WHAT THE EXERCISE ASKS: Omitting all images, output the entries that follow exactly as written.

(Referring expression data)
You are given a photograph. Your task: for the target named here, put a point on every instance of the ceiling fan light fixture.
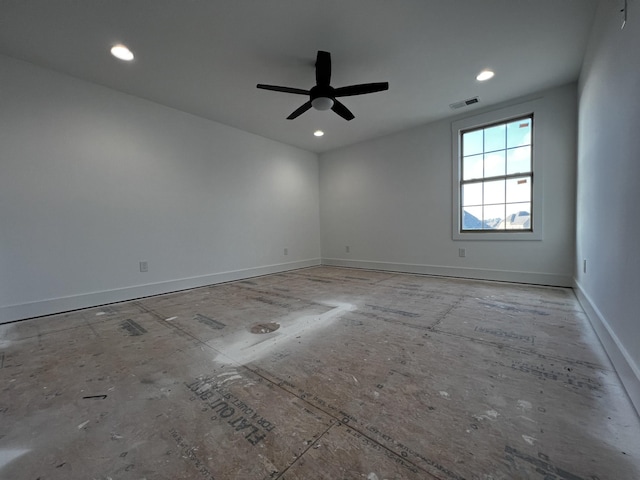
(485, 75)
(322, 103)
(122, 52)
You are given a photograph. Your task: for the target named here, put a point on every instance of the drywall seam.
(627, 370)
(460, 272)
(51, 306)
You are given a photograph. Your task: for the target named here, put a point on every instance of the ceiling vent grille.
(464, 103)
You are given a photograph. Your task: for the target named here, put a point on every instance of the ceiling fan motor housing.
(322, 97)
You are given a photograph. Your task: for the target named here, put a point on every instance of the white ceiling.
(206, 56)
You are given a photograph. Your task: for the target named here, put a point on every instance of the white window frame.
(479, 121)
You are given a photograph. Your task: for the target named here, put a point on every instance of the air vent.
(464, 103)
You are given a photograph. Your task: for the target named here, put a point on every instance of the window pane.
(472, 218)
(518, 216)
(519, 133)
(494, 138)
(472, 143)
(493, 215)
(519, 190)
(519, 160)
(472, 167)
(494, 164)
(494, 192)
(472, 194)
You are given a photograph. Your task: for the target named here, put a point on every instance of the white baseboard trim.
(624, 365)
(51, 306)
(459, 272)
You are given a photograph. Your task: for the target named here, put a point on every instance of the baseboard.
(624, 365)
(12, 313)
(459, 272)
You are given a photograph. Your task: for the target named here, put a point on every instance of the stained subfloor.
(320, 373)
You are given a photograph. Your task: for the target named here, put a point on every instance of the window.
(497, 177)
(496, 196)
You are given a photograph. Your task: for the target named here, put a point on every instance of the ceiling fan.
(323, 96)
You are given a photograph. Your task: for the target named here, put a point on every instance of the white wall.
(608, 196)
(93, 181)
(390, 201)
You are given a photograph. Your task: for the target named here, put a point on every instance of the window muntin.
(496, 181)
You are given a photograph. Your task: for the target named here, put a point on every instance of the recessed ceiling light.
(485, 75)
(122, 52)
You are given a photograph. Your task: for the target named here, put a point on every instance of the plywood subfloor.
(321, 373)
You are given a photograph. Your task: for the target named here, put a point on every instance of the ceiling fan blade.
(361, 89)
(276, 88)
(323, 68)
(341, 110)
(299, 111)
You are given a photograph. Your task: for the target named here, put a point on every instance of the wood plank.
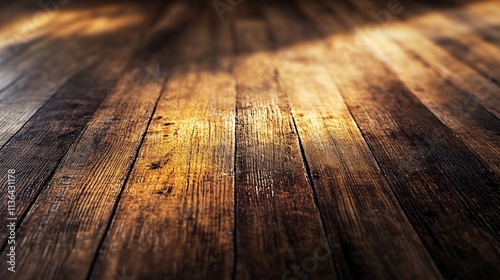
(175, 218)
(89, 179)
(37, 84)
(452, 106)
(350, 187)
(273, 195)
(59, 123)
(460, 40)
(450, 69)
(446, 192)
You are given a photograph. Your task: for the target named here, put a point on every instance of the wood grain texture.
(259, 139)
(349, 185)
(273, 194)
(176, 215)
(424, 163)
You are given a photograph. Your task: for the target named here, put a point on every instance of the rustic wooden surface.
(277, 140)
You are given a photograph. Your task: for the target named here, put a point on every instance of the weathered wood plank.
(175, 218)
(452, 106)
(481, 89)
(278, 226)
(89, 179)
(350, 187)
(51, 69)
(447, 193)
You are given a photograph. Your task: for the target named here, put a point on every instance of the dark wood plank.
(59, 122)
(447, 193)
(460, 39)
(350, 187)
(278, 226)
(481, 89)
(184, 172)
(454, 107)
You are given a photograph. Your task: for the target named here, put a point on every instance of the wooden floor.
(304, 139)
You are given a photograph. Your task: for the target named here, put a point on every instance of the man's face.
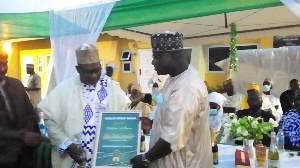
(294, 85)
(160, 62)
(214, 105)
(89, 73)
(136, 96)
(228, 87)
(3, 67)
(254, 98)
(129, 88)
(109, 71)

SOLUTION TO THIS TASK:
You are given a photograph. Your task: for the target named here, put a point on every instance of the ceiling fan light fixture.
(485, 75)
(322, 103)
(122, 52)
You are given a photograph. Your task: for the target named here, put a point on every instance of the drywall seam.
(627, 370)
(460, 272)
(51, 306)
You are given a photograph. Your task: for the target named here, put a point on every instance of the ceiling vent grille.
(464, 103)
You are given a photograph. Your task: for the target named here, put a point on every instance of the ceiling fan motor housing.
(322, 97)
You are given a photograph. Your task: for the target named here, put a point on every instance of the white ceiling.
(206, 56)
You are given a photograph. Your task: for the target named here, put a point on every instance of the white window frame.
(479, 121)
You are given a photograph. Your task: for the target named here, put a point on every instance of the air vent.
(464, 103)
You are given a photograph. Your task: for the target named here, put a point on every instance of the window pane.
(472, 218)
(518, 216)
(519, 133)
(494, 138)
(472, 143)
(493, 215)
(519, 190)
(519, 160)
(472, 167)
(494, 164)
(494, 192)
(472, 194)
You are given a photograph. Your task: for the target named here, put a point on every instance of the white baseboard trim.
(624, 365)
(51, 306)
(459, 272)
You are given a photograph. Your task: for the target named here, put a point on every instance of the baseboard.
(624, 365)
(12, 313)
(459, 272)
You are given a photograph. Your task: for the target named here, put a point on every instance of the stained subfloor.
(320, 373)
You are given a photograph. Your task: for the target named here, put a point on every instance of the window.
(497, 177)
(496, 196)
You are given a photograph. Your task: for the target named here, put a point on every instance of the ceiling fan.
(323, 96)
You are given a photograph. Your task: for the target named here, put a point on every instance of the white wall.
(608, 196)
(93, 181)
(390, 201)
You are given a photograph. Your task: for the target named here, put a point on every instance of the window muntin.
(496, 181)
You are given a photograph. Your task: for the target named here, put a point on every instance of the recessed ceiling light.
(485, 75)
(122, 52)
You are given a photograph. Your task: for the target named here, put a point on every instance of the plywood subfloor.
(321, 373)
You are given a photograph. Your task: for the target named here, put a point on every instance of the ceiling fan blade.
(361, 89)
(276, 88)
(323, 68)
(341, 110)
(299, 111)
You are given a photograph. Your task: for the target named here, put a point on every instance of the wood plank.
(175, 218)
(89, 179)
(37, 84)
(452, 106)
(350, 187)
(273, 195)
(59, 123)
(460, 40)
(450, 69)
(446, 192)
You are given a photograph. Your task: for the target named here, put a point on every instance of the wood grain texture.
(259, 139)
(349, 185)
(273, 194)
(176, 215)
(424, 163)
You are given a photograph. Your task: for the target named here, put a point on every instance of the rustic wooden surface.
(277, 140)
You are given a photograph. Your task: for the target named here, put a point on every instance of the weathered wood plank.
(175, 218)
(452, 106)
(481, 89)
(278, 226)
(89, 179)
(350, 187)
(51, 69)
(447, 193)
You are given a photograph. Your task: for the target named here, put a point on every instance of the dark wood plank.
(59, 122)
(447, 193)
(460, 39)
(350, 187)
(278, 226)
(481, 89)
(184, 172)
(454, 107)
You are given a photograph. Your task: for the target named here, put a point on every instance of the wooden floor.
(304, 139)
You are given a photograph. Your task: for the target named here, put a point on every instance of the man's face.
(294, 85)
(160, 62)
(214, 105)
(89, 73)
(136, 96)
(228, 87)
(3, 67)
(254, 98)
(129, 88)
(109, 71)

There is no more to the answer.